▸ **EXERCISE GOAL**
Reproduce everything from the first line through the line containing "283), (131, 271)]", leaving out the pictures, and shift each vertex coordinate in the answers by -87. Keep the other lines unchanged, including the coordinates in the layout samples.

(begin)

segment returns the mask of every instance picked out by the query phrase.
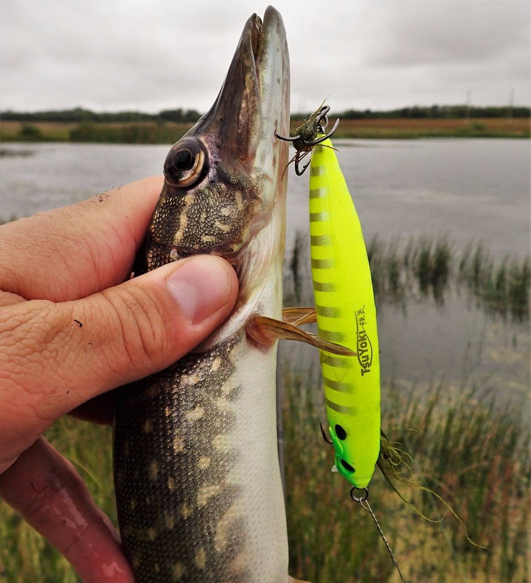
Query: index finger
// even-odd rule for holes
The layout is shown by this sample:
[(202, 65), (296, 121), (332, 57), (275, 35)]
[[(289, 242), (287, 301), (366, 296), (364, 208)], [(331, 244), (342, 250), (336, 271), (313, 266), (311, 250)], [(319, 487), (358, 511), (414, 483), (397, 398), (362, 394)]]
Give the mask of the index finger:
[(161, 176), (0, 227), (0, 286), (26, 300), (66, 301), (120, 283), (131, 271)]

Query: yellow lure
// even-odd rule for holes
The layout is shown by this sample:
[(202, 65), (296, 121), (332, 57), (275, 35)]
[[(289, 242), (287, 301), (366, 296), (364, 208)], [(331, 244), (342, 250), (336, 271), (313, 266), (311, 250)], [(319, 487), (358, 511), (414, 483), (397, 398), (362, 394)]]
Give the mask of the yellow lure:
[(319, 351), (335, 468), (364, 488), (380, 449), (376, 308), (361, 226), (329, 139), (312, 152), (310, 221), (319, 335), (357, 353)]

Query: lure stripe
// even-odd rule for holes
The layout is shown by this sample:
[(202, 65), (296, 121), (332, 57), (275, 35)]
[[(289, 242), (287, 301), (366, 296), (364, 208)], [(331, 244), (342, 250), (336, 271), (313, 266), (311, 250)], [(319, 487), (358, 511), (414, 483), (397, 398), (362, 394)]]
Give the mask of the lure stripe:
[(339, 381), (333, 381), (324, 375), (323, 375), (323, 382), (325, 387), (328, 387), (332, 391), (339, 391), (343, 393), (351, 393), (355, 390), (355, 387), (351, 382), (339, 382)]
[(339, 308), (327, 308), (325, 305), (316, 305), (315, 311), (319, 316), (327, 318), (340, 318), (341, 310)]
[(328, 269), (333, 266), (331, 259), (312, 259), (312, 267), (316, 269)]
[[(360, 220), (335, 152), (318, 146), (310, 163), (310, 257), (319, 333), (357, 353), (320, 352), (328, 430), (338, 472), (365, 487), (380, 447), (380, 371), (376, 308)], [(325, 220), (326, 219), (326, 220)], [(339, 310), (340, 314), (337, 314)], [(339, 439), (335, 427), (346, 436)], [(341, 463), (345, 460), (354, 473)]]
[(319, 335), (322, 338), (324, 338), (325, 340), (329, 340), (331, 342), (341, 342), (344, 339), (344, 335), (343, 332), (334, 332), (333, 330), (325, 330), (318, 326), (317, 329), (319, 332)]
[(335, 292), (336, 286), (333, 283), (323, 283), (322, 282), (316, 282), (314, 279), (314, 290), (315, 292)]
[(332, 239), (329, 235), (311, 235), (310, 238), (310, 245), (315, 247), (326, 247), (332, 245)]
[(325, 402), (326, 403), (327, 407), (329, 407), (335, 411), (337, 411), (337, 413), (344, 413), (347, 415), (354, 415), (358, 412), (357, 407), (347, 407), (343, 405), (337, 405), (337, 403), (333, 402), (329, 399), (325, 399)]
[(312, 188), (310, 191), (310, 198), (321, 198), (328, 194), (328, 188)]
[(321, 364), (328, 364), (328, 366), (335, 367), (336, 368), (351, 368), (354, 366), (352, 359), (342, 356), (332, 356), (328, 352), (322, 352), (321, 355)]

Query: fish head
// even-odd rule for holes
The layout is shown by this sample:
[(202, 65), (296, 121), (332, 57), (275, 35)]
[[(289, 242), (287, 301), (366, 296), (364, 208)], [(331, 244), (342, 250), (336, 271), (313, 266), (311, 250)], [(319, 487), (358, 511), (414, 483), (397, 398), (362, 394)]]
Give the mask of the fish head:
[[(348, 419), (332, 419), (328, 428), (335, 452), (332, 471), (356, 488), (366, 487), (374, 472), (375, 452), (363, 431), (356, 431)], [(375, 452), (378, 456), (378, 452)]]
[(288, 146), (275, 132), (289, 133), (289, 68), (269, 6), (245, 23), (212, 107), (170, 149), (145, 244), (147, 271), (198, 254), (227, 259), (240, 280), (237, 311), (249, 312), (283, 255)]

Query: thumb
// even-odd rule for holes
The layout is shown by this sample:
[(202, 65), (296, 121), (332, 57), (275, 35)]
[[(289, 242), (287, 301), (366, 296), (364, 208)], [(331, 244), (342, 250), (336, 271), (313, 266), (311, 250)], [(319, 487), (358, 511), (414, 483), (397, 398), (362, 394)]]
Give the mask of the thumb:
[(87, 399), (169, 366), (227, 316), (237, 288), (226, 261), (199, 255), (81, 300), (2, 308), (0, 444), (10, 426), (34, 434), (29, 445)]

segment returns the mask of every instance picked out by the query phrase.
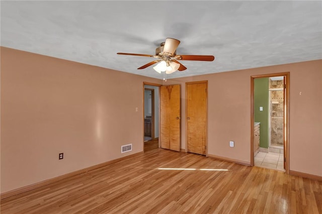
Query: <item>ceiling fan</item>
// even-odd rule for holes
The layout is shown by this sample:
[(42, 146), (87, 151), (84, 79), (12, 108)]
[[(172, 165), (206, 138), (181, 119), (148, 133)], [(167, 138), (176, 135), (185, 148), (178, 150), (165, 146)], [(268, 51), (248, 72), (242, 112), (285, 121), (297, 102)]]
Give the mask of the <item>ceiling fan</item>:
[(177, 70), (182, 71), (187, 69), (178, 60), (211, 61), (215, 59), (214, 56), (210, 55), (177, 55), (177, 48), (180, 43), (180, 41), (178, 40), (168, 38), (165, 42), (162, 43), (160, 47), (156, 48), (155, 55), (154, 55), (128, 53), (117, 53), (117, 54), (147, 56), (157, 58), (158, 59), (150, 62), (137, 69), (142, 69), (159, 62), (153, 67), (153, 69), (159, 73), (161, 73), (161, 72), (164, 72), (167, 74), (173, 73)]

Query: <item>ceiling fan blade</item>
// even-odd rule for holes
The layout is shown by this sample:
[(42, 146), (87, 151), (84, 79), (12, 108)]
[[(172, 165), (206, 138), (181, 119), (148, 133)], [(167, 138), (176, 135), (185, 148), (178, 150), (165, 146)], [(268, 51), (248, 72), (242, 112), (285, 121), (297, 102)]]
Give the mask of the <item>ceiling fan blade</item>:
[(153, 55), (149, 54), (132, 54), (129, 53), (117, 53), (116, 54), (119, 55), (130, 55), (132, 56), (149, 56), (150, 57), (153, 57)]
[(181, 55), (176, 56), (176, 59), (180, 60), (195, 60), (195, 61), (213, 61), (215, 57), (210, 55)]
[(178, 40), (167, 38), (163, 48), (163, 53), (169, 54), (169, 56), (173, 56), (179, 44), (180, 44), (180, 41)]
[(178, 70), (179, 71), (184, 71), (185, 70), (186, 70), (187, 69), (187, 68), (183, 65), (182, 64), (180, 63), (179, 62), (178, 62), (178, 61), (176, 60), (175, 59), (173, 59), (172, 60), (173, 61), (178, 63), (178, 64), (180, 64), (180, 67), (179, 67), (179, 68), (178, 69)]
[(148, 66), (156, 63), (157, 62), (159, 62), (160, 61), (161, 61), (161, 60), (152, 61), (152, 62), (150, 62), (147, 64), (145, 64), (144, 65), (142, 65), (142, 66), (138, 68), (138, 69), (143, 69), (143, 68), (147, 68)]

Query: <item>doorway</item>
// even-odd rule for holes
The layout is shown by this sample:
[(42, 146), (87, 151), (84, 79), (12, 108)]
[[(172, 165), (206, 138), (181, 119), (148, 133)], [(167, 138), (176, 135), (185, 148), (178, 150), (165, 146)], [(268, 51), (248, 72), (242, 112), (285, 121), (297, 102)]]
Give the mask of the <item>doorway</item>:
[(143, 151), (159, 147), (159, 92), (160, 85), (143, 82)]
[(251, 165), (289, 170), (289, 73), (251, 77)]

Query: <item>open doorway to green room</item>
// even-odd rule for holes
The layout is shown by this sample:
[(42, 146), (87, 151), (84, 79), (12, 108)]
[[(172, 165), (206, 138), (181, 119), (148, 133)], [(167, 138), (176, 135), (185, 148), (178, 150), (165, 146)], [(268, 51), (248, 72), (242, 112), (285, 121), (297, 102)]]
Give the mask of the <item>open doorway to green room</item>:
[(143, 82), (143, 151), (158, 148), (160, 85)]
[(251, 166), (289, 172), (289, 76), (251, 77)]

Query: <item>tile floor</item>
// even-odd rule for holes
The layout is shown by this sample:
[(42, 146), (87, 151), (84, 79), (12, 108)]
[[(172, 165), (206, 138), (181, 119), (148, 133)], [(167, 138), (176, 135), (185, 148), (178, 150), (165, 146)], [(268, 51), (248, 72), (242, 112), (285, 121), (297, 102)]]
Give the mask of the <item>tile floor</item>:
[(259, 152), (254, 157), (255, 166), (284, 171), (283, 154)]

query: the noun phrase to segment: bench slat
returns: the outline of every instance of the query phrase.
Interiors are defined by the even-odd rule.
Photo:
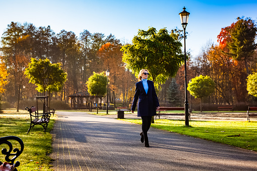
[[[160,107],[158,110],[156,110],[157,111],[160,112],[160,113],[157,113],[156,116],[156,120],[157,118],[157,116],[160,117],[161,115],[174,115],[174,116],[178,116],[178,115],[185,115],[184,113],[167,113],[167,111],[169,110],[185,110],[184,107]],[[161,111],[165,111],[166,113],[161,113]],[[189,119],[190,118],[190,112],[188,112],[188,115],[189,117]]]

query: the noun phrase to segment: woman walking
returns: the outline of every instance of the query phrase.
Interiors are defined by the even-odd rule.
[[[139,82],[136,83],[136,92],[134,95],[131,112],[134,113],[137,100],[137,117],[142,118],[142,132],[141,142],[149,147],[147,131],[151,126],[151,117],[156,115],[156,109],[160,108],[158,98],[156,94],[153,83],[147,80],[149,72],[147,70],[141,70],[138,74]]]

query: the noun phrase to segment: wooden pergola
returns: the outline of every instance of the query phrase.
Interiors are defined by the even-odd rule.
[[[74,109],[89,109],[90,96],[87,92],[80,92],[69,95],[71,98],[71,107]]]

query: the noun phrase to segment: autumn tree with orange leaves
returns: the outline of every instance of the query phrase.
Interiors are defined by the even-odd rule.
[[[98,54],[103,63],[103,69],[111,71],[109,76],[110,90],[112,91],[112,99],[109,101],[113,102],[116,107],[116,94],[121,86],[122,79],[124,79],[125,70],[122,63],[122,52],[119,44],[108,42],[104,44],[98,51]]]
[[[4,86],[7,82],[6,78],[8,75],[6,66],[2,60],[2,56],[0,56],[0,93],[3,93],[5,90]],[[0,113],[2,112],[3,111],[1,107],[1,96],[0,96]]]

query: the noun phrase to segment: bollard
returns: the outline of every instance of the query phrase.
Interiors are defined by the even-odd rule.
[[[124,111],[118,110],[118,119],[124,119]]]

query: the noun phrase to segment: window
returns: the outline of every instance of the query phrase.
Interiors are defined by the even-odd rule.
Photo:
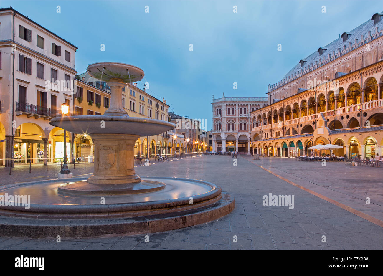
[[[106,97],[104,97],[104,107],[109,107],[109,98]]]
[[[51,95],[51,108],[54,110],[57,109],[57,96],[56,95]]]
[[[75,111],[76,112],[76,115],[78,116],[82,116],[82,108],[79,107],[78,106],[76,106],[75,108]]]
[[[37,75],[39,78],[44,79],[44,65],[39,62],[37,63]]]
[[[51,81],[54,82],[57,80],[57,70],[56,70],[53,68],[51,69]]]
[[[75,95],[75,98],[80,97],[82,98],[82,87],[79,87],[78,86],[76,88],[76,94]]]
[[[42,91],[38,91],[37,93],[37,104],[38,106],[41,107],[47,107],[47,93]],[[38,111],[39,111],[38,108]]]
[[[19,85],[19,102],[26,101],[26,87]]]
[[[98,94],[95,94],[95,103],[101,105],[101,95]]]
[[[44,39],[38,35],[37,36],[37,47],[44,49]]]
[[[70,76],[65,74],[65,86],[67,88],[70,87]]]
[[[19,55],[19,71],[31,75],[32,73],[32,60],[23,55]]]
[[[65,51],[65,60],[70,62],[70,53],[68,51]]]
[[[93,96],[93,92],[92,91],[90,91],[88,90],[87,91],[87,101],[92,101],[93,102],[94,102],[94,98]]]
[[[25,28],[21,25],[19,25],[19,36],[28,42],[32,41],[32,31]]]
[[[56,43],[52,44],[52,53],[58,57],[61,56],[61,46],[56,45]]]

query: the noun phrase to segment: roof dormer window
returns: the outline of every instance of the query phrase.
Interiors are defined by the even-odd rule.
[[[371,20],[374,21],[374,25],[378,23],[383,18],[383,13],[377,13],[372,16]]]
[[[307,60],[306,59],[301,59],[299,61],[299,63],[301,64],[301,67],[304,65],[304,64],[307,62]]]
[[[352,34],[350,33],[346,33],[345,32],[342,33],[340,36],[343,39],[343,42],[349,39]]]
[[[319,53],[319,55],[322,56],[323,54],[323,52],[326,50],[327,50],[327,48],[322,48],[322,47],[319,48],[318,49],[318,52]]]

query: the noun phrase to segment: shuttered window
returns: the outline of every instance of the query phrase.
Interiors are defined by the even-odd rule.
[[[57,80],[57,70],[54,69],[51,69],[51,81],[54,82]]]
[[[56,45],[56,43],[52,44],[52,53],[58,57],[61,56],[61,46]]]
[[[19,71],[28,75],[32,73],[32,60],[19,55]]]
[[[24,40],[31,42],[32,41],[32,31],[19,25],[19,36]]]
[[[68,51],[65,51],[65,60],[70,62],[70,53]]]
[[[44,65],[37,63],[37,77],[44,79]]]
[[[44,49],[44,39],[40,36],[37,36],[37,47]]]

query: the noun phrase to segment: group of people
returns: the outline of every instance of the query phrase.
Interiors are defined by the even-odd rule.
[[[234,150],[234,151],[231,152],[231,155],[233,156],[232,158],[237,158],[237,155],[238,154],[238,150]]]

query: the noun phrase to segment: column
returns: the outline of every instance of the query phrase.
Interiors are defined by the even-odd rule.
[[[47,143],[48,142],[48,138],[43,138],[43,140],[44,142],[44,164],[46,164],[48,162],[48,160],[47,159]]]
[[[13,150],[15,147],[15,136],[5,136],[5,167],[15,167],[13,161]]]

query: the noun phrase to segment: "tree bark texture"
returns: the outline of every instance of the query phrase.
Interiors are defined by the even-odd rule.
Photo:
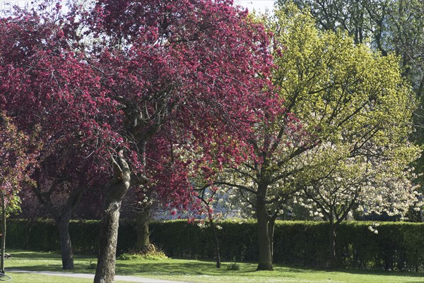
[[[4,195],[1,193],[1,251],[0,252],[0,272],[4,274],[4,251],[6,249],[6,204]]]
[[[69,220],[70,218],[61,217],[59,222],[57,223],[59,227],[62,268],[64,270],[73,269],[73,253],[69,236]]]
[[[148,248],[150,243],[150,230],[148,224],[151,219],[151,207],[143,207],[142,211],[137,213],[136,222],[137,224],[137,244],[138,251]]]
[[[269,236],[269,250],[271,251],[271,258],[273,258],[273,233],[276,226],[276,219],[271,219],[268,222],[268,234]]]
[[[114,281],[119,210],[124,196],[130,186],[129,167],[123,157],[113,160],[114,177],[107,186],[102,210],[99,254],[94,283],[113,283]]]
[[[273,270],[269,230],[268,227],[268,212],[264,202],[264,193],[258,195],[257,200],[257,217],[258,229],[259,262],[257,270]]]
[[[216,260],[216,268],[220,268],[220,254],[219,252],[219,241],[218,241],[218,234],[216,233],[216,225],[213,220],[209,220],[211,229],[213,232],[213,241],[215,241],[215,259]]]
[[[330,268],[336,268],[336,225],[333,221],[330,220],[330,229],[329,229],[329,259],[330,259]]]

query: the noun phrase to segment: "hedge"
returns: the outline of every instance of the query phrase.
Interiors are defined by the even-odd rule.
[[[372,222],[346,222],[336,230],[337,262],[341,267],[394,270],[424,270],[424,224],[381,222],[378,234],[368,227]],[[73,221],[69,224],[74,252],[96,253],[98,221]],[[218,231],[221,258],[256,261],[257,227],[253,221],[226,220]],[[153,222],[151,241],[171,257],[213,259],[214,243],[209,228],[201,229],[187,221]],[[29,223],[8,222],[8,248],[59,251],[58,231],[49,220]],[[118,236],[118,253],[134,248],[135,224],[122,222]],[[273,261],[326,267],[329,262],[329,225],[322,222],[277,222]]]

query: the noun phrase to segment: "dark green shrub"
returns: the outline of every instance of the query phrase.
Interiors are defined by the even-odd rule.
[[[378,233],[370,231],[370,222],[346,222],[336,229],[338,265],[343,267],[392,270],[424,270],[424,224],[382,222]],[[253,220],[240,223],[220,222],[218,230],[221,259],[224,261],[257,260],[257,225]],[[8,222],[8,248],[34,251],[59,250],[58,231],[49,220],[29,224]],[[76,253],[97,253],[98,221],[75,221],[69,224]],[[328,223],[277,222],[273,242],[275,263],[326,267],[329,261]],[[213,259],[215,244],[211,228],[200,228],[184,220],[153,222],[151,241],[165,255],[185,258]],[[117,255],[128,254],[136,241],[134,222],[119,225]]]

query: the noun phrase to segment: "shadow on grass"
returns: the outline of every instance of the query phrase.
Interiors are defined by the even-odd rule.
[[[6,260],[6,269],[19,269],[34,271],[59,271],[78,273],[94,273],[95,270],[89,269],[90,262],[95,263],[93,255],[75,255],[75,269],[64,270],[61,268],[61,255],[57,253],[33,252],[26,251],[8,250],[12,255],[11,259]],[[299,265],[274,265],[274,272],[256,272],[257,263],[238,263],[240,270],[228,270],[226,267],[229,263],[223,263],[221,268],[216,267],[214,261],[169,259],[159,260],[121,260],[116,262],[117,273],[121,275],[187,275],[187,276],[261,276],[278,277],[293,277],[295,274],[302,273],[324,273],[339,272],[356,275],[384,276],[390,282],[391,277],[404,277],[423,278],[424,274],[416,272],[401,272],[393,271],[382,271],[378,270],[346,270],[335,269],[326,270],[322,268],[312,268]],[[403,282],[408,282],[402,281]],[[413,281],[411,281],[413,282]],[[414,282],[416,282],[415,281]]]

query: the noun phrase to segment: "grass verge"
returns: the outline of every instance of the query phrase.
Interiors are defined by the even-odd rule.
[[[40,253],[25,251],[8,251],[12,258],[7,259],[7,270],[19,269],[34,271],[62,272],[60,255],[52,253]],[[93,256],[76,255],[75,270],[78,273],[93,274],[90,263],[95,263]],[[220,269],[215,267],[211,261],[188,260],[179,259],[129,259],[117,260],[117,275],[156,278],[165,280],[184,281],[194,283],[424,283],[423,273],[404,273],[370,270],[323,270],[275,265],[274,271],[255,272],[256,264],[238,263],[240,270],[229,270],[226,267],[232,263],[223,263]],[[90,279],[64,278],[8,273],[13,282],[58,283],[61,282],[90,282]],[[23,276],[22,276],[23,275]],[[37,277],[44,280],[40,281]],[[62,279],[63,278],[63,279]],[[73,280],[76,281],[73,281]],[[37,281],[39,280],[39,281]],[[60,281],[61,280],[61,281]]]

(end)

▸ **FINISHED EXERCISE**
segment returns the mask of every instance picked out by the query phrase.
Query: index finger
// even-odd rule for holes
The layout is shown by this sample:
[(202, 65), (296, 121), (332, 57), (275, 35)]
[[(289, 242), (287, 301), (366, 296), (364, 208)], [(331, 244), (342, 250), (336, 271), (313, 266), (311, 250)], [(319, 487), (358, 511), (414, 483), (397, 398), (362, 394)]]
Give the mask of the index finger:
[(74, 89), (-87, 140), (-87, 199), (-61, 213), (-21, 214), (33, 196), (44, 184)]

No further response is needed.